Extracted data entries
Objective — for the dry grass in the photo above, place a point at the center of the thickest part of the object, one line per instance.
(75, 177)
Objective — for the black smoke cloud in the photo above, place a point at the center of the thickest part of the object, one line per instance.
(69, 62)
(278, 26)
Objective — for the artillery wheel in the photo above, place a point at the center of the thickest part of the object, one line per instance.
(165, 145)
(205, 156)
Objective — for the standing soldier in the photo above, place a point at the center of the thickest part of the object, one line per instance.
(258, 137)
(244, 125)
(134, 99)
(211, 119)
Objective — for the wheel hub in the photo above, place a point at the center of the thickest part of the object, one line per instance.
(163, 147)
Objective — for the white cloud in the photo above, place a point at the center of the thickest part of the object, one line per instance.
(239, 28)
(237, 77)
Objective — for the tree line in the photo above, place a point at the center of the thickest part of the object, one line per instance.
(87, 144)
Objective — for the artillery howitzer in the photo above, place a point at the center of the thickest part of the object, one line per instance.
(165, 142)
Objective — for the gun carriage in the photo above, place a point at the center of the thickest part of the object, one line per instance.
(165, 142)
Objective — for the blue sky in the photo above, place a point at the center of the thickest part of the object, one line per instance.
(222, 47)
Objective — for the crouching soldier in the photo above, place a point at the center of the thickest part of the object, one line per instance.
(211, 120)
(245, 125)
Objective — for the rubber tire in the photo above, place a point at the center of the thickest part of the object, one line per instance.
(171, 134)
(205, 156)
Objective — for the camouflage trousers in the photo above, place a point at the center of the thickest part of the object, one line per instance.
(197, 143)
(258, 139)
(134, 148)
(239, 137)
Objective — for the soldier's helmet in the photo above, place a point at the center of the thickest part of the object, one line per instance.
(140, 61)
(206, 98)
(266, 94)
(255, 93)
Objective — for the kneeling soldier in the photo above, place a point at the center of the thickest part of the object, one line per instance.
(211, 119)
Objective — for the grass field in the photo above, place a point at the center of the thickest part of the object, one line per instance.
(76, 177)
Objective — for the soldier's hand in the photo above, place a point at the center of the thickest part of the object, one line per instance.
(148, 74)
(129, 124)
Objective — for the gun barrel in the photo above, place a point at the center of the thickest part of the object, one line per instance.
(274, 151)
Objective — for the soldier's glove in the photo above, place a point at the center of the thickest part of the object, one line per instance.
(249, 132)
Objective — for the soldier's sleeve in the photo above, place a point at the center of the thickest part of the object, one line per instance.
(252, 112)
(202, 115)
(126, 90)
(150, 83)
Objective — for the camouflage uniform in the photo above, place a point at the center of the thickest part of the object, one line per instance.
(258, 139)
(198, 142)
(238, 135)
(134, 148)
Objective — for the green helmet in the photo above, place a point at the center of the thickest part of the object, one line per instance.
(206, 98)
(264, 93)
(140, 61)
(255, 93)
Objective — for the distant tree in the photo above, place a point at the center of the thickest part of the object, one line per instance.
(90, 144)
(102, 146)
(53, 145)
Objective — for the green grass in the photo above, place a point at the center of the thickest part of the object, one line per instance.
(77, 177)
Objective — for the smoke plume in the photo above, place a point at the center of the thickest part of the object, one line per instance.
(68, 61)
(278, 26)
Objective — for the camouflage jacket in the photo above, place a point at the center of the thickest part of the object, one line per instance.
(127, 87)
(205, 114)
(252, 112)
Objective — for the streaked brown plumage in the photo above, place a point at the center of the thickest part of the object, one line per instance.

- **Stated task**
Please reproduce the records above with "Objective" renamed to "Goal" and nothing else changed.

- **Problem solution**
Goal — for the dry grass in the photo above, place a point at the center of the thickest part of the object, one line per instance.
(75, 177)
Goal — for the black smoke cloud in the photo above, place a point at the center of the thickest part of the object, one line per instance.
(69, 62)
(278, 26)
Goal — for the artillery wheel in the photo above, place a point at the center of the thickest part of the object, one line per instance.
(165, 145)
(205, 156)
Goal — for the standing soldier in the photo above, place a point at the center of the thickest part of the object, one line per instance.
(258, 137)
(244, 125)
(134, 99)
(211, 119)
Goal — for the wheel hub in the photo above, place a point at the center of the thickest part of the object, one line per instance.
(163, 147)
Goal — for the white cloud in the photo above, place a point at the center of the thickest part of the object, one line per instance.
(239, 28)
(237, 77)
Goal — for the tree line in the photo above, place a point at the center of the thickest part of the object, one line per instance.
(87, 144)
Goal — for the artillery howitzer in the photo above, place a point at the center of the thickest part of the object, one line per instance.
(165, 142)
Goal — for the gun carriage in the photo above, place a point at the center of the thickest part of the object, one line per instance.
(165, 142)
Goal — for the blue sky in the photo above, place a point at the center of the thickest part of the object, one line per instance.
(222, 47)
Goal — for the crouching soldier in the photo above, place a point at the center of the thickest part of the object, one line per instance.
(211, 120)
(245, 125)
Goal — for the rubber tire in the photo above, place a point at the center of the thickest part of the object, one line per instance.
(171, 134)
(205, 156)
Goal — for the camouflage trousers in the photo above, place a point at the center of the thickest part of the object, one line per instance.
(197, 143)
(258, 139)
(134, 148)
(239, 137)
Goal — for the soldier's helmet in the photo above, place a point at the center of the thickest part of the object, one line per instance.
(140, 61)
(206, 98)
(266, 94)
(255, 93)
Goal — for the kneeling soldier in the photo above, place a point at the center of the thickest part of the object, one line per instance.
(211, 119)
Goal — for the grass field in the photo above, place a point at the center of the thickest part of the object, one line per instance.
(76, 177)
Goal — for the soldier's hand in the photo above, place a point at the center of the thickest part of the object, one line per instance.
(148, 74)
(129, 124)
Goal — for the gun barrel in the photo above, place a point at the center of the thickest part of the object, one line per instance.
(274, 151)
Goal — for the soldier's glove in the photo above, place a point at the center of the thickest part of the object, one line per instance.
(249, 132)
Goal — for the soldier's sleeve in the photo above, place a point at the center of the thickest part of the object, one line per instance.
(252, 112)
(202, 115)
(126, 90)
(150, 83)
Goal — for the camouflage uniform in the photo above, place a point at the center of the thickest part of the object, one line per instance.
(258, 139)
(198, 142)
(238, 135)
(134, 148)
Goal — for the green helmet in the photo above, place a point at the center of the thickest part of the object, one line per instance.
(206, 98)
(264, 93)
(140, 61)
(255, 93)
Goal — for the distant tree in the photo above, place a point at the center of the thickest part of the object, one line per instance.
(90, 144)
(102, 146)
(53, 145)
Goal — for the green grass in the photo above, place a point at the center of the thickest part of the object, one line per instance.
(77, 177)
Goal — for the smoke plume in the photo above, place a point at the center of the thickest part of the object, one line per instance.
(68, 61)
(278, 26)
Goal — for the camouflage jacket in the photo above, place a point at the center of the thickest part of the object, one line per instance.
(127, 87)
(205, 114)
(252, 112)
Goal — for the streaked brown plumage in the photo above, place a point at the center of the thickest part of the object, one line per instance.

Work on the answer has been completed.